Exercise objective: Output all of the entries exactly as written.
>>>
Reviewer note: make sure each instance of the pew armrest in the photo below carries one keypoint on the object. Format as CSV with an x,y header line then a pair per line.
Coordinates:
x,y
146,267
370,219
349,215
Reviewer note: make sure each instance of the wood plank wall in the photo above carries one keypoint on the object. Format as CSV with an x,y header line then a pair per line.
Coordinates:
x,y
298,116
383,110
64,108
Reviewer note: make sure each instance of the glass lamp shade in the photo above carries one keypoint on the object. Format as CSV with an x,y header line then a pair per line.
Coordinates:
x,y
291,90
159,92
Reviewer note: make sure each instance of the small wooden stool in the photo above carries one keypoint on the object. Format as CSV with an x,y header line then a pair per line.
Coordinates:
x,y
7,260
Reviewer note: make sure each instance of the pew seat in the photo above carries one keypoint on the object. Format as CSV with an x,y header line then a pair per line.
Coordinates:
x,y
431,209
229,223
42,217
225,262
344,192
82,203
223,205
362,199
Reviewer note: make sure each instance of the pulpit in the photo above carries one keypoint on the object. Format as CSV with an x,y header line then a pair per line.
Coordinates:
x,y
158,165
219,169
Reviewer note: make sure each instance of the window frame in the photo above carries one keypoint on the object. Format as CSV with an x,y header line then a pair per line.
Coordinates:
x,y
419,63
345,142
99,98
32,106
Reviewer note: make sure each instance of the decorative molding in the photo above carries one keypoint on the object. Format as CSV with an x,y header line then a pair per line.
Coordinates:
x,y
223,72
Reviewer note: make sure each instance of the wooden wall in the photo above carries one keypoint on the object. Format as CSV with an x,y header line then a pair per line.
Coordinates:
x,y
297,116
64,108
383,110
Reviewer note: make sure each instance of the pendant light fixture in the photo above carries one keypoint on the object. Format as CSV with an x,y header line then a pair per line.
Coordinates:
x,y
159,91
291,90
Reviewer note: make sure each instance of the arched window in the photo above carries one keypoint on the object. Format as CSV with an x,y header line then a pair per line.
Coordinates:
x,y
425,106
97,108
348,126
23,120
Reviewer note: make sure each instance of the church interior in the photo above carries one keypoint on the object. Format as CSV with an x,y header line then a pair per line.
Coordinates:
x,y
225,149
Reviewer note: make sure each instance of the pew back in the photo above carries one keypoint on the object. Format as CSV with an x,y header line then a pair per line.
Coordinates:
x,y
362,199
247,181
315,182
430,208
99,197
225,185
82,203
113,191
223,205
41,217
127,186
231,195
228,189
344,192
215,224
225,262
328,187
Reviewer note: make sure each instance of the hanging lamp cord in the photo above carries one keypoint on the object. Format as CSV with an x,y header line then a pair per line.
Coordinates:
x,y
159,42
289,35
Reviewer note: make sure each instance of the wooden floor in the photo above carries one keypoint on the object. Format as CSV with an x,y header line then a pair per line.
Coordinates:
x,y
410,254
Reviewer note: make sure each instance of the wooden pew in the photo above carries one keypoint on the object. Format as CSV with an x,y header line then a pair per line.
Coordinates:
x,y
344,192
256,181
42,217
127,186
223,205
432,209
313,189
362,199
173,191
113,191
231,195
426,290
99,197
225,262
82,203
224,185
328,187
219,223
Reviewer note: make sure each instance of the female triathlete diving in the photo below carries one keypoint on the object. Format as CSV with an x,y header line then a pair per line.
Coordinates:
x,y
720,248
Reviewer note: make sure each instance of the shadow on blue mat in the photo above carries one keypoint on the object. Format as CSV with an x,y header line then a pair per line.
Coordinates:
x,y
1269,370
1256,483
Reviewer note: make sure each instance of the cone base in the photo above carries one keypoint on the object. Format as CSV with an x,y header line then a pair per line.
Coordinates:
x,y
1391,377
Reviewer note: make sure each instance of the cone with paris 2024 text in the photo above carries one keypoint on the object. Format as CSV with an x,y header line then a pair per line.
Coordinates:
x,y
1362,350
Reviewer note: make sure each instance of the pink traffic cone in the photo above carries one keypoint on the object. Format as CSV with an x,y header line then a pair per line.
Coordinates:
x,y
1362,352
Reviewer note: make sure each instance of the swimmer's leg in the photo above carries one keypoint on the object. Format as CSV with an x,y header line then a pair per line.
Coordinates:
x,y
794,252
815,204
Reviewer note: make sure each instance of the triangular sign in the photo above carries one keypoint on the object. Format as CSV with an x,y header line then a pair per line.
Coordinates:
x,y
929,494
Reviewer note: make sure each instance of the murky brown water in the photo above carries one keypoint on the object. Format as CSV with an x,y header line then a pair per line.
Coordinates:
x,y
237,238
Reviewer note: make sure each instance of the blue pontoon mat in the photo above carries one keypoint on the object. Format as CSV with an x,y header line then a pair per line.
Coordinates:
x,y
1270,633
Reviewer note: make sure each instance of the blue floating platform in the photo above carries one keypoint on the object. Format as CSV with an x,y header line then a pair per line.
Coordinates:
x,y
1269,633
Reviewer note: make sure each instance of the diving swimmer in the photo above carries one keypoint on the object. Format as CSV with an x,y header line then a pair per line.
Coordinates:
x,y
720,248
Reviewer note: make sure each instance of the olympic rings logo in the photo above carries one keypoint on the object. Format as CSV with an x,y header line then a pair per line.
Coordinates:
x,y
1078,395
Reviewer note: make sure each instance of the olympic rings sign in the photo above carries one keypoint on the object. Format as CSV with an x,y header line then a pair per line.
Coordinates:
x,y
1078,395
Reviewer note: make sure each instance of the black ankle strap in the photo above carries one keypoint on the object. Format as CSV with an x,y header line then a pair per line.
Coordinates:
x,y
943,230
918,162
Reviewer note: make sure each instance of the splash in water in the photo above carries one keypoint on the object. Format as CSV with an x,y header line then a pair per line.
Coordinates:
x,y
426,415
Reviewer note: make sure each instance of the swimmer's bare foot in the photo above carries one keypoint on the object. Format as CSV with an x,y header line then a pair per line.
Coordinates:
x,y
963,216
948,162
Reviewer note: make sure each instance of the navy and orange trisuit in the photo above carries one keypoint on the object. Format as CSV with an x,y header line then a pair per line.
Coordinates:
<<<
Correct result:
Reviewer note: make sure each instance of the pew armrest in the photo below carries one keypoint on the object. Format as CSV with an x,y header line then a pair per line.
Coordinates:
x,y
146,267
370,219
349,215
Reviewer note: make sure each instance of the wood plank wall in the photo above carries one keypoint on the object. Format as CSV with an x,y header line then a pair per line.
Coordinates:
x,y
298,116
383,110
64,108
Reviewer note: make sure each instance of the glass lamp shade in the photo above carries one keypoint on the object. Format as CSV with an x,y header line then a pair per line.
Coordinates:
x,y
291,90
159,92
Reviewer note: make sure each instance of the small wooden stool in the photo above carries one keypoint on the object. Format as CSV with an x,y header line then a pair per line.
Coordinates:
x,y
7,260
Reviewer note: make sure each instance of the pew seat in the photo above carries one keypoint on the object. Format as CSV with an x,y header line then a pair per line.
Coordinates:
x,y
431,209
229,223
42,217
225,262
344,192
82,203
223,205
362,199
Reviewer note: make sure each instance of the pulpit in the photo above carries one keypoint on the object. Format as CSV with an x,y header line then a pair per line.
Coordinates:
x,y
158,165
219,169
Reviewer note: make sure each instance of the window frame in the photo above carries one keypoint on the object. Format as CSV with an x,y header line then a pair per line.
Coordinates:
x,y
419,63
345,142
99,98
32,106
Reviewer note: make sure each instance of the decorative molding in the photo above carries one keypoint on the object. Format as CSV with an x,y header line then a pair per line.
Coordinates:
x,y
223,72
Reviewer note: make sure each instance of the wooden wall in the photo above carries one keypoint on the object. Format as CSV with an x,y header line then a pair per line.
Coordinates:
x,y
297,116
64,108
383,110
Reviewer note: make sure each instance of the pendant light fixture in the photo above carries one keypoint on the object. Format as CSV with an x,y header line then a pair per line.
Coordinates:
x,y
159,91
291,90
Reviewer note: make sure each instance of the arched window in the photo above carries one keypoint on the object. Format as CSV with an x,y header line then a pair per line.
Coordinates:
x,y
425,106
97,108
348,126
23,120
Reviewer note: make sure each instance of the church interior in the photo above carries one keypoint on the object. Format as CSV with an x,y header line then a pair per line.
Coordinates:
x,y
225,149
Reviewer note: make sure each instance of the pew back in the photo above carries one keypoint on the object. Format as CSV with an x,y header line then a pair per line.
Coordinates:
x,y
362,199
247,181
315,182
430,208
99,197
225,185
82,203
113,191
223,205
41,217
127,186
231,195
228,189
344,192
215,224
225,262
328,187
Reviewer note: make sure each instance of the hanging lamp cord in the photo above carries one keypoint on the object. Format as CSV with an x,y header line then a pair per line.
Coordinates:
x,y
159,42
289,35
Reviewer note: make sure each instance of the wooden floor in the photo above carries one keypoint on the object. Format as CSV with an x,y header line then a pair per line.
Coordinates:
x,y
410,254
Reviewer note: make sure each instance of the wooden pew in the photo above carries one keypoint on the object. Format as CSV with an x,y header line then a pair per line.
Coordinates:
x,y
344,192
256,181
42,217
127,186
223,205
432,209
313,189
362,199
173,191
113,191
231,195
426,290
99,197
225,262
82,203
224,185
328,187
219,223
Reviewer note: make sure each instance of the female triathlete diving in the photo below carries one keypoint on the object. Format as CSV with an x,y header line then a pair per line.
Coordinates:
x,y
720,248
Reviewer note: make sure each instance of the shadow on blue mat in the photo above carries one keypoint on the object. Format as CSV with an x,y header line then a pair per line.
Coordinates:
x,y
1269,370
1256,483
Reviewer note: make sure each instance of the cone base in the photo above carries one keypoint on the object. Format as CSV with an x,y header line then a pair per line.
Coordinates:
x,y
1391,377
Reviewer note: make sure each instance of the cone with paris 2024 text in the photo above carries one keypoint on the object. Format as CSV with an x,y header line then a pair per line.
Coordinates:
x,y
1362,350
Reviewer note: make sure each instance of the pink traffic cone in the photo above carries one keypoint on the object. Format as CSV with an x,y header line then a pair per line.
Coordinates:
x,y
1362,352
Reviewer note: make sure each instance of the swimmer's leg in the photo above carries one keypoint on the object. Format as CSV with an x,y header line then a pair per line.
Coordinates:
x,y
794,252
815,204
Reviewer note: make sure each instance of the triangular sign in the photo above carries one keypoint on the object. Format as CSV with an x,y header line then a pair per line.
Coordinates:
x,y
929,494
Reviewer note: make sure each instance of the murky brown water in the photo above carries one keypoint on the object. Format as CSV with an x,y header line then a pair per line.
Coordinates:
x,y
237,238
Reviewer note: make sure each instance of the blue pontoon mat in the photo above carries one keypoint on the object. Format as CSV with an x,y header line then a pair per line.
Coordinates:
x,y
1270,633
Reviewer note: make sure each instance of the blue floating platform in the photo above carries one keypoint on the object. Format as CSV with an x,y header line then a pair per line.
Coordinates:
x,y
1269,633
Reviewer note: make sure each instance of the diving swimmer in the photo above carries one keypoint on the object. Format as CSV with an x,y header line then a pair per line.
Coordinates:
x,y
720,248
Reviewer note: make sure each instance of the olympic rings logo in the photo above carries one keypoint on the object. Format as CSV with an x,y header line then a pair per line.
Coordinates:
x,y
1078,395
Reviewer note: make sure each instance of the olympic rings sign in the photo above carries one keypoint on the object. Format as CSV with an x,y header line then a pair per line.
Coordinates:
x,y
1078,395
Reviewer note: make sure each instance of the black ankle strap in the photo above carries one keypoint on the object. Format as CSV with an x,y header line then a pair per line.
Coordinates:
x,y
943,230
918,162
Reviewer note: make sure each instance of the splash in water in the photo above carries one keypoint on the object. Format as CSV with an x,y header line then a pair per line.
Coordinates:
x,y
426,415
Reviewer note: make sure each instance of the swimmer's bare foot in the photo above carries one keypoint on the object. Format as CSV with an x,y header line then a pair per line.
Coordinates:
x,y
963,216
948,162
Reviewer note: make sure each instance of the navy and orange trisuit in the photo above carries one keypoint on the object. Format as CSV with an x,y header line then a pair per line.
Coordinates:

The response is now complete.